| REQUIREMENT |
I need each line of the entries below that includes the string "instance".

| INPUT MATERIAL |
────────────────

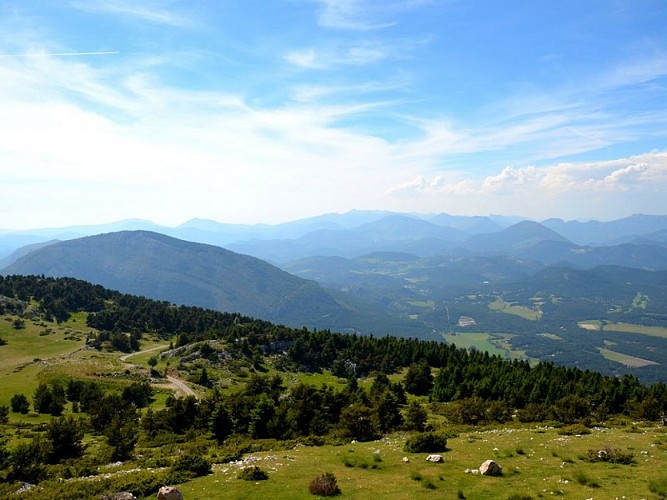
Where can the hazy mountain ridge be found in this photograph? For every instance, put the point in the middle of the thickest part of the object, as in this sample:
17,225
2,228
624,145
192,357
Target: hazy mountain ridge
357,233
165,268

────────────────

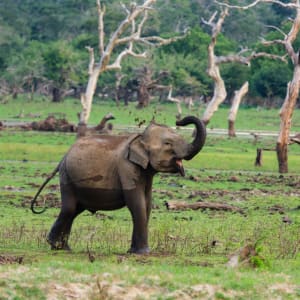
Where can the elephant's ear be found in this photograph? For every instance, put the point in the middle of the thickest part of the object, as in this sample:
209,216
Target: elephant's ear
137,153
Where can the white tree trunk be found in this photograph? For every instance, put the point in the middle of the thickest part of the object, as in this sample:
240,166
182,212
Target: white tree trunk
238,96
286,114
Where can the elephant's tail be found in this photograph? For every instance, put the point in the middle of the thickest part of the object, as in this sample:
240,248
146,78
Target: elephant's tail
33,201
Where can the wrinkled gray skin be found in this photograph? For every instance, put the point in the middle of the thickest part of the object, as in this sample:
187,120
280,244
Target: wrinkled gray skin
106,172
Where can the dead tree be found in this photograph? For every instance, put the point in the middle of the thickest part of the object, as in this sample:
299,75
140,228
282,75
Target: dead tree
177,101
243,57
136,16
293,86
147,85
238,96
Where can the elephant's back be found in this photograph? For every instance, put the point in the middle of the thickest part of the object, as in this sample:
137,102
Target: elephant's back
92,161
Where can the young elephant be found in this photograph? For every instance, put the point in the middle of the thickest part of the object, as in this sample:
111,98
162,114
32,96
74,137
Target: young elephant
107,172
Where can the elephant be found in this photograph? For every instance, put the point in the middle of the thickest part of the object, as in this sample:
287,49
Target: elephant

────────────────

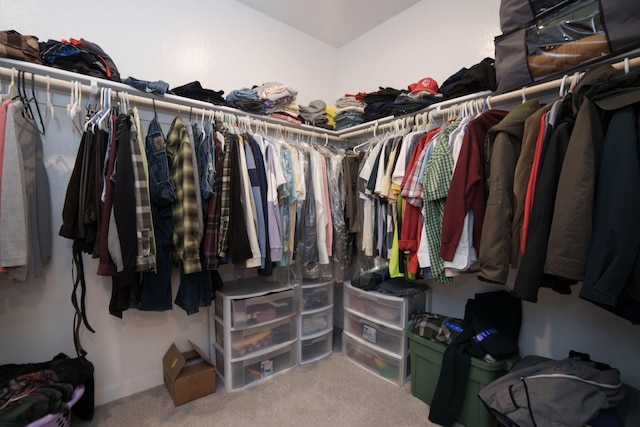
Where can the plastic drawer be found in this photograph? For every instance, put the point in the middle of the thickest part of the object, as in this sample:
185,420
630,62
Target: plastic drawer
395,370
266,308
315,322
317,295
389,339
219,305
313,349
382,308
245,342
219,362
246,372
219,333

────────────────

| RESPONSE BELOW |
Where can the hazy mountain ridge be found in this photograph? For every instance, put the point in the middle of the thickest part of the object, as in this sample:
Where can the elephant's ear be found in this photograph? For every instance, put the point in the middle of the thickest part of the object, as in this sample:
Where can the white tree trunk be found in this photograph? For every instance, put the point in the middle of the thickest part of the object, as in this sample:
Where can the elephant's tail be found in this photograph? For every instance, put the point in the middle of the thickest part of the object, as in this sample:
Where can the wrinkled gray skin be found in this photograph? For every instance, put the point in the middle of the thickest part of the object, as in this sample:
Where can the dead tree be found in this photograph? For every instance, put the point in the middle of the thickest part of the object, as in this sample:
Where can the elephant's back be found in this photograph? For every instance, put the point in the middle of the thickest part of the object, as in this sample:
Where can the young elephant be found in this photograph? For every instance, put the point in the middle of the thickest part of the object, as in this sample:
Where can the elephant be found in this photograph? For every instance, put the point in the middle of the thickest part of the object, as in this sample:
Where can the plastic drawer be found in this photograph? For every instance, put the point in the middle of the thickest part of the object, as in this sample:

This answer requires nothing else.